>> BEGIN Material for this task

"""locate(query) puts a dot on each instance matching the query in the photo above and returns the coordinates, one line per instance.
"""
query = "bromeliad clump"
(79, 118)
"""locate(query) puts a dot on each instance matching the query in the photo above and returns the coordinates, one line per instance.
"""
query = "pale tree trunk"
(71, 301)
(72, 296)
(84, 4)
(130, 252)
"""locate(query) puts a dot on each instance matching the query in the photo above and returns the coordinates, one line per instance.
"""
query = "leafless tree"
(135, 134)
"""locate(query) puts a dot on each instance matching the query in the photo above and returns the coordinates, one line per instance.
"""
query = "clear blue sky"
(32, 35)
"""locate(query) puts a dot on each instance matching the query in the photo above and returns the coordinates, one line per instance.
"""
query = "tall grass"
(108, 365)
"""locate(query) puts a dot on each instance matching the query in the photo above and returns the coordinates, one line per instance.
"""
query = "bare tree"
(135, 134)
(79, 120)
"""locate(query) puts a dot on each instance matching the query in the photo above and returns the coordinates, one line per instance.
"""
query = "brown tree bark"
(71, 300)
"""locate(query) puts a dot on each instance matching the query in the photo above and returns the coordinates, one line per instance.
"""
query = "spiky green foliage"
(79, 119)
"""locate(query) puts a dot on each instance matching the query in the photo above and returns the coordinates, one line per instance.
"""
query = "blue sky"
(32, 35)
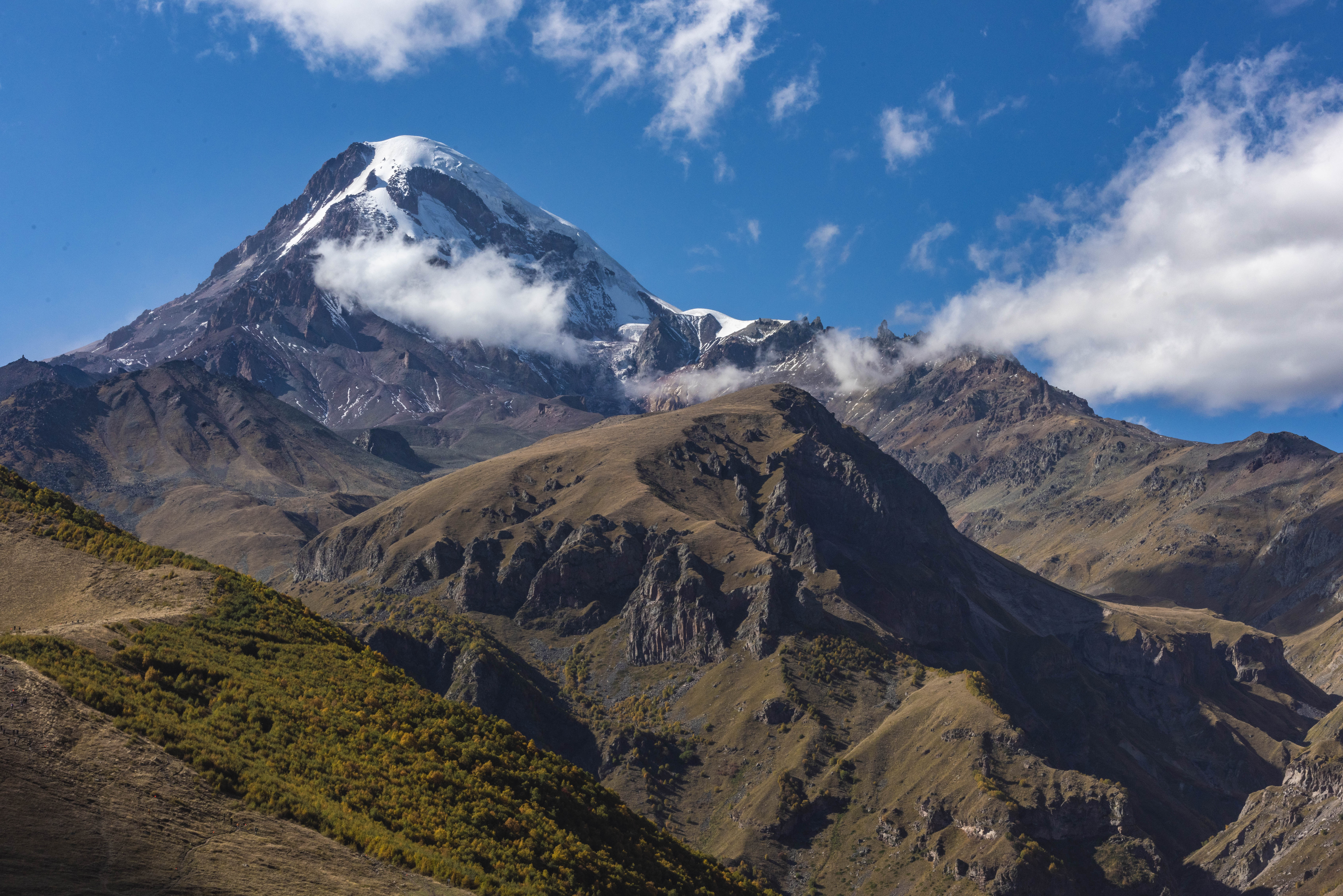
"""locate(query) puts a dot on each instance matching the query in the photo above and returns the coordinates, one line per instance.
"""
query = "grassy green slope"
(291, 714)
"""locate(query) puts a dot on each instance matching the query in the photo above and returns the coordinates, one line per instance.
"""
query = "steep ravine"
(769, 627)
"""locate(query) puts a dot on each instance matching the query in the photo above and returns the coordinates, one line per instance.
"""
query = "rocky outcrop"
(669, 617)
(663, 349)
(483, 672)
(597, 563)
(391, 447)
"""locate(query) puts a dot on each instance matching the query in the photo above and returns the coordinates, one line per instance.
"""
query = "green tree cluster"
(287, 711)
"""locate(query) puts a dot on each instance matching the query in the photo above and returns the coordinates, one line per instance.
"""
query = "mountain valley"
(843, 615)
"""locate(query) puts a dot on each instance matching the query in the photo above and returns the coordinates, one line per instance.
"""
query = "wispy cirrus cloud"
(395, 37)
(922, 250)
(904, 136)
(694, 54)
(1110, 23)
(796, 97)
(827, 250)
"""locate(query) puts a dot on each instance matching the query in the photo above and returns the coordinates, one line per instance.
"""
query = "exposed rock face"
(597, 563)
(663, 349)
(691, 542)
(210, 465)
(1286, 836)
(669, 616)
(17, 375)
(261, 316)
(484, 674)
(391, 447)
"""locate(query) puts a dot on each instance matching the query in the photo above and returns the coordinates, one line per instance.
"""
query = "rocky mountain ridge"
(207, 464)
(746, 604)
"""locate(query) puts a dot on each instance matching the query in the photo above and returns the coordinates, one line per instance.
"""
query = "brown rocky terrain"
(1287, 837)
(786, 652)
(210, 465)
(1252, 530)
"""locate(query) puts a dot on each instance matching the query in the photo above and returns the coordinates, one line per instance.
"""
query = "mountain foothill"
(678, 608)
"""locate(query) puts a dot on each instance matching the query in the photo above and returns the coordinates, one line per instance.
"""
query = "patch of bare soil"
(89, 809)
(49, 588)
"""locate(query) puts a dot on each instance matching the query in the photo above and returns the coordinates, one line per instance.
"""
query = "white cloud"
(747, 233)
(691, 386)
(796, 97)
(827, 253)
(945, 100)
(821, 240)
(904, 136)
(694, 53)
(921, 254)
(856, 363)
(1012, 103)
(722, 170)
(483, 296)
(1211, 269)
(386, 38)
(1113, 22)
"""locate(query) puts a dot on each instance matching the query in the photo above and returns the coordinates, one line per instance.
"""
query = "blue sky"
(1015, 175)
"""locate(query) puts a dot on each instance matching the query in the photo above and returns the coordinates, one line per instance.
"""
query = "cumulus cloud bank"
(386, 38)
(1213, 271)
(694, 54)
(483, 296)
(856, 363)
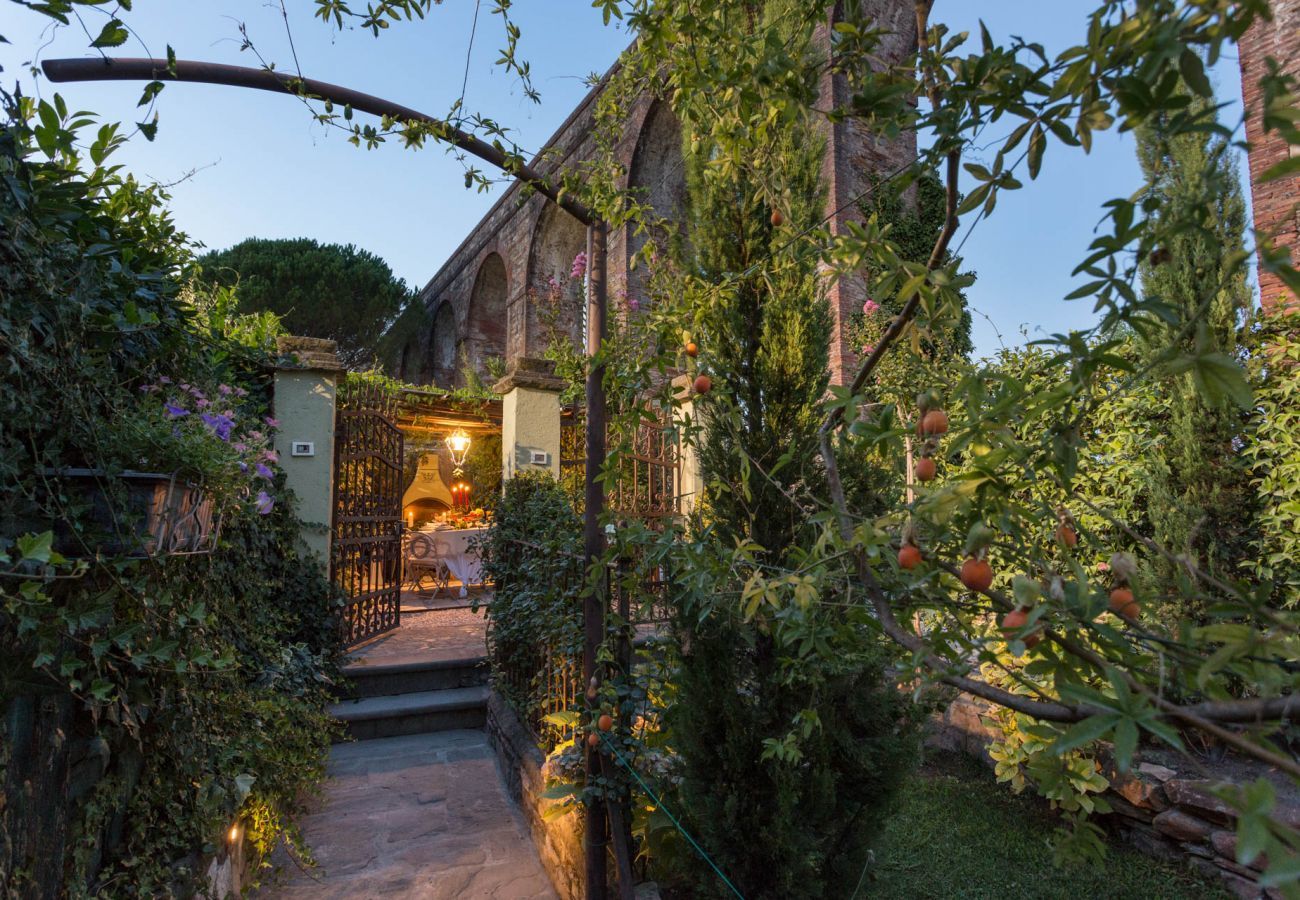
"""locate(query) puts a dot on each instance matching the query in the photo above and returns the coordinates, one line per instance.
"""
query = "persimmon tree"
(1031, 626)
(1078, 670)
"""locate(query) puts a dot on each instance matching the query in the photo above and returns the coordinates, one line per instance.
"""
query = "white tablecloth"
(453, 545)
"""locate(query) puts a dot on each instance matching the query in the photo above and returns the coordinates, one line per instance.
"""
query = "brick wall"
(1275, 203)
(534, 239)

>> END Material for this task

# [Goal]
How many lines of the material above contain the string "green"? Case counts; reply with the number alone.

# [Written answer]
3